> [Passage]:

Cell Transport: Passive Transport Notes

What will spontaneously happen to phospholipids surrounded by water?
Explain what the fluid mosaic model of cell membranes refers to.
What trend in a cell’s surface area to volume ratio do we see as a cell increases in size? Show this mathematically.

The cell membrane is a selectively permeable, hydrophobic barrier referred to as a phospholipid bilayer.
The membrane is the first line of defense for the cell, protecting the biochemical environment that maintains homeostasis.
There are a variety of molecules embedded in the membrane, and we can visualize the membrane as a fluid mosaic.
Cells maintain a high surface area to volume ratio by staying small in size and having folded cell membranes.
The lesson will examine the physical laws that dictate how cells transport certain materials through the membrane.

Diffusion is a type of passive transport.
Particles move from a greater concentration to a lesser concentration until equilibrium is reached.
Equilibrium is when particles are evenly distributed.

Diffusion is a natural, spontaneous process.
It does NOT require the expenditure of energy.
In diffusion, molecules move down a concentration gradient.
Concentration gradient: Occurs when there is a difference in the concentration of a solute in a given volume.
Down a concentration gradient = From high concentration to low concentration.
If there is more than one solute, each moves down its own concentration gradient.

When there is a concentration gradient for a solute, potential energy is stored in the gradient.
As particles diffuse down their gradient, the stored energy is released.

Diffusion ends in dynamic equilibrium.
- Dynamic equilibrium: when particles continue to move but the overall concentration does not change

There are two types of diffusion: Simple and Facilitated.
Simple diffusion = small, non-polar molecules diffuse directly through the cell membrane.

> [Data for review]:
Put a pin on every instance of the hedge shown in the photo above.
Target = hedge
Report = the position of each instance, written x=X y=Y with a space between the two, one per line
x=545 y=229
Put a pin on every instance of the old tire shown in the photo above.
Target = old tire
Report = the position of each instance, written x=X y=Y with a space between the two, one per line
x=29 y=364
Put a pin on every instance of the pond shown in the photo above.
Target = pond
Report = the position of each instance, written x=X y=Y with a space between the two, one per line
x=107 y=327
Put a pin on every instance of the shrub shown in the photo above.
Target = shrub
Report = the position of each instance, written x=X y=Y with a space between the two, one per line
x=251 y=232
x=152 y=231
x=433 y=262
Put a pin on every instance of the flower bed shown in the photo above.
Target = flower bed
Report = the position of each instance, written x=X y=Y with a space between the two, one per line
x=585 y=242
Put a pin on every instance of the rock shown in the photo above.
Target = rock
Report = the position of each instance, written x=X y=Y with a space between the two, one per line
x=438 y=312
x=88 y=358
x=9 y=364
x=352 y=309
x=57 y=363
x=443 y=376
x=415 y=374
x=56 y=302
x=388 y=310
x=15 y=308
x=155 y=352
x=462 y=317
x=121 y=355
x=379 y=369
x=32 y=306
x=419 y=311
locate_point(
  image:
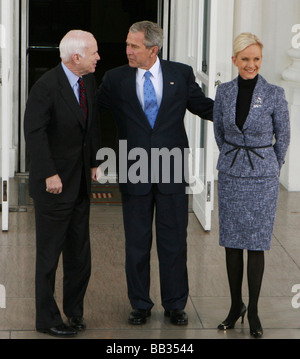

> [Tasks to perform]:
(a) Translate this sentence from the passive transport notes into Spanish: "Diffusion is a natural, spontaneous process."
(b) Answer these questions using the passive transport notes.
(i) What is the cell membrane referred to as?
(ii) How do cells maintain a high surface area to volume ratio?
(iii) What are the two types of diffusion?
(c) Write what follows the last line of the passive transport notes.
The entries are not needed for any of this work.

> [Exercise results]:
(a) La difusión es un proceso natural y espontáneo.

(b)
(i) A phospholipid bilayer.
(ii) By staying small in size and having folded cell membranes.
(iii) Simple and facilitated.

(c)
This is passive transport, so no ATP is required, and the process is spontaneous.

Many small non-polar molecules can diffuse directly into the cell.
- Example: $O_2$
  - As long as the mitochondria are using the oxygen for cellular respiration, $O_2$ will continue to diffuse into a cell.
  - If the cell is NOT doing cellular respiration, the diffusion of oxygen into the cell will slow or stop.

Facilitated Diffusion: small, polar molecules diffuse through protein channels.
Hydrophilic, polar molecules and ions cannot go directly through the membrane (they need help).
- Examples: Water, Glucose, Sodium ions, Chloride ions

Facilitated diffusion always involves protein channels – but it is still diffusion.
Polar molecules and ions, which are hydrophilic, must use proteins to diffuse through the membrane.
The membrane is hydrophobic and will not allow hydrophilic substances through.
They still go down a concentration gradient – from high to low concentration – the definition of diffusion.
Since diffusion is passive transport, facilitated diffusion is passive transport.

Two types:
- Carrier proteins: Change shape to allow passage of diffusing molecule.
- Channel proteins: Provide a tunnel for diffusing molecule to pass through.
The specificity of membrane transport protein is due to the unique amino acid sequence of the polypeptide chain.